Required actions:
**a)** According to the shell scripting tutorial, how many lines should you get after counting all the lines in the downloaded text files?
**b)** Write the next part of the shell scripting tutorial, starting right after its last sentence.

Excerpt to read:
══════

This is an extension to a previous tutorial, "Creating Basic Shell Scripts".
Let's move on to another more complicated toy example: we'll write a shell script named top-shake-words.sh
that will have this usage:
Given a single argument – a reference to a Shakespearean play, e.g. lear
, – the top-shake-words.sh
script returns the top 10 words by frequency of occurrence (regardless of capitalization) in that play:
# given a reference to a play, like 'lear'
bash top-shake-words.sh lear
910 the
737 and
576 to
476 of
463 you
458 my
363 that
303 in
282 not
282 king
Then design top-shake-words.sh
so that it can take a second argument: list only the words that have a certain minimum number of letters. For example, to find the top 10 words in King Lear, by frequency, that have at least 7 letters:
bash top-shake-words.sh lear 7
Result:
174 gloucester
82 goneril
74 cornwall
62 cordelia
56 gentleman
34 nothing
30 daughter
28 daughters
25 brother
23 against
So execute these commands to download and unzip a folder of Shakespearean plays (rendered as plaintext files):
curl -so shakespeare.zip \
http://stash.compciv.org/scrapespeare/shakespeare-plays-flat-text.zip
unzip shakespeare.zip
This should create a new subdirectory named shakespeare-plays-flat-text
. Change into that directory and count up all the lines in all the text files:
cd shakespeare-plays-flat-text
cat *.txt | wc -l
(You should end up with 240,241 lines)
Given a stream of text, how do we break it up into individual words and then sort it by order of occurrence?
Try to think through the steps and look up the individual commands on your own. The answer is below, using lear.txt
and 1
as hard-coded values for the variables:
cat lear.txt | \
tr [[:upper:]] [[:lower:]] | \
grep -oE '[[:alpha:]]{1,}' | \
sort | uniq -c
To get just the top 10 results, sorted in reverse order, we add just two more filters:
cat lear.txt | \
tr [[:upper:]] [[:lower:]] | \
grep -oE '[[:alpha:]]{1,}' | \
sort | uniq -c | \
sort -rn | head -n 10
One thing at a time: let's create a script that accepts one argument: the slug/shortname for a play, e.g. lear
for King Lear, romeo_juliet
for Romeo and Juliet.
Using the nano
text editor and open up the file named top-shake-words.sh
. Re-type the code above, then alter it to read from the variable $1
instead of the hardcoded lear.txt
:
cat "$1.txt" | \
tr [[:upper:]] [[:lower:]] | \
grep -oE '[[:alpha:]]{1,}' | \
sort | uniq -c | \
sort -rn | head -n 10
Quick tip: Notice that I've used double-quotes around $1.txt
, that is, "$1.txt"

══════

Recorded data:
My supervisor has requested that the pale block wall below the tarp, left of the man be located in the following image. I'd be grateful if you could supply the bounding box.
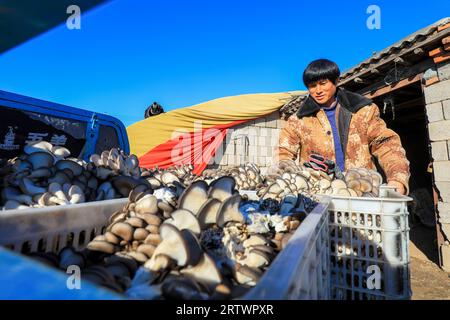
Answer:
[210,111,284,173]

══════

Written answers:
**a)** 240,241 lines.

**b)**
, and not '$1.txt'
. When a variable reference is in single-quotes, bash will not expand it (this is sometimes referred to as string interpolation). Instead, bash will try (and fail) to open the file named, literally, $1.txt
.
Executing bash top-shake-words.sh othello
should result in the following:
899 i
793 and
758 the
625 to
494 you
472 of
449 a
427 my
396 that
359 iago
The second argument is pretty straightforward to add. It has to modify the call to grep
:
grep -oE '[[:alpha:]]{1,}'
Modified to accept a second argument, e.g. $2
grep -oE '[[:alpha:]]{$2,}'
However, this modification is not sufficient. Again, remember we have to use double-quotes so that $2
is properly
This time, executing bash top-shake-words.sh othello
should result in the following:
331 othello
229 desdemona
104 roderigo
43 lodovico
43 brabantio
35 montano
33 general
30 handkerchief
29 lieutenant
27 gratiano
The new modification to the script changes its functionality: if the user calls it with one argument, e.g.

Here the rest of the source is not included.